EXERCISE
Look below for the line containing "board edge and record the pixel coordinates.". Output it and each remaining line of the entries exactly, and nothing else.

INFORMATION SHOWN
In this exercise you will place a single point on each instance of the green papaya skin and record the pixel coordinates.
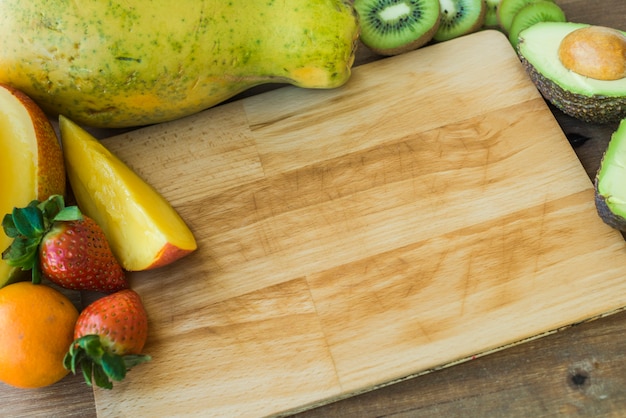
(130, 63)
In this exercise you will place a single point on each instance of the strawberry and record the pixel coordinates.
(62, 245)
(109, 336)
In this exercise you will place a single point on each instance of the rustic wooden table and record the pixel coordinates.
(578, 371)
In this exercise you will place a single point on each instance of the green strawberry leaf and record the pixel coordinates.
(113, 366)
(99, 366)
(29, 221)
(101, 379)
(22, 253)
(9, 226)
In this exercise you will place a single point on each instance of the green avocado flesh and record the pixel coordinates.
(585, 98)
(610, 184)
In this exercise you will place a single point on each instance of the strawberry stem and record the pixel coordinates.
(98, 365)
(28, 225)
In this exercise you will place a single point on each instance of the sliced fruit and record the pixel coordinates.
(540, 11)
(610, 188)
(31, 161)
(508, 10)
(459, 17)
(143, 229)
(588, 99)
(397, 26)
(491, 13)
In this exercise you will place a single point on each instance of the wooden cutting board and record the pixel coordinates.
(429, 211)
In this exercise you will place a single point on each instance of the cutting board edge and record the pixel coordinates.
(462, 360)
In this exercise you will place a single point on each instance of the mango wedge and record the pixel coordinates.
(31, 162)
(143, 229)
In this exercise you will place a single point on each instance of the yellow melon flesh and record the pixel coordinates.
(31, 161)
(143, 229)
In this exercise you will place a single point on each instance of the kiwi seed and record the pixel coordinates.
(460, 17)
(390, 27)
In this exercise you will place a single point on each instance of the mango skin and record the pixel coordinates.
(138, 62)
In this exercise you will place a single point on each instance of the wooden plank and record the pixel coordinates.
(424, 213)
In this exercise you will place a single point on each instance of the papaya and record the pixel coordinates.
(125, 63)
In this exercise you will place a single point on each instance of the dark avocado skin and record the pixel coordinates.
(592, 109)
(609, 218)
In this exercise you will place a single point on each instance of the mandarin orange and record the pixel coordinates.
(36, 330)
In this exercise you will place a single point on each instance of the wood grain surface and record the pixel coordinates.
(441, 215)
(577, 371)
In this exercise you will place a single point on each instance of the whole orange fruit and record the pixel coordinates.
(36, 330)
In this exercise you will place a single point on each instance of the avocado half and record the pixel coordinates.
(610, 187)
(585, 98)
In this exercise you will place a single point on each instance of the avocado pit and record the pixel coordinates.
(596, 52)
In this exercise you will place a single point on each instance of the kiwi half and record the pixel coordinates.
(507, 11)
(460, 17)
(540, 11)
(391, 27)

EXERCISE OUTPUT
In this exercise you will place a single point on each instance of the cutting board edge and record the pixel coordinates.
(462, 360)
In this exercise you will place a single point on each instance of the mango wedge and record the pixel coordinates.
(31, 162)
(143, 229)
In this exercise you will place a single point on each instance of the yellow melon flesh and record the pixel coordinates.
(31, 161)
(143, 229)
In this exercise you will place a single point on each instance of the kiwi seed and record the pixel coordinates.
(460, 17)
(390, 27)
In this exercise you will place a single point on each instance of the mango skin and record the pixel coordinates.
(138, 62)
In this exercise you will place a single point on each instance of the wooden plank and record the pixel coordinates.
(424, 213)
In this exercise you will place a single point on each instance of the papaya and record the pixel coordinates.
(125, 63)
In this exercise you will place a single point on each instance of the dark avocado skin and record the pixel coordinates.
(592, 109)
(609, 218)
In this exercise you will place a single point on each instance of the mandarin orange and record the pixel coordinates.
(36, 330)
In this exercise you will place a single point on each instance of the wood grain surface and record the pixel coordinates.
(441, 215)
(577, 371)
In this exercise you will place a single point on each instance of the whole orange fruit and record the pixel coordinates.
(36, 330)
In this exercise you will place a single point on each instance of the avocado half and record the pixel coordinates.
(610, 187)
(585, 98)
In this exercise you will place a single point on each instance of the avocado pit and record the pixel coordinates.
(596, 52)
In this exercise you will place a single point on each instance of the kiwi half and record the pixel coordinates.
(507, 11)
(460, 17)
(540, 11)
(391, 27)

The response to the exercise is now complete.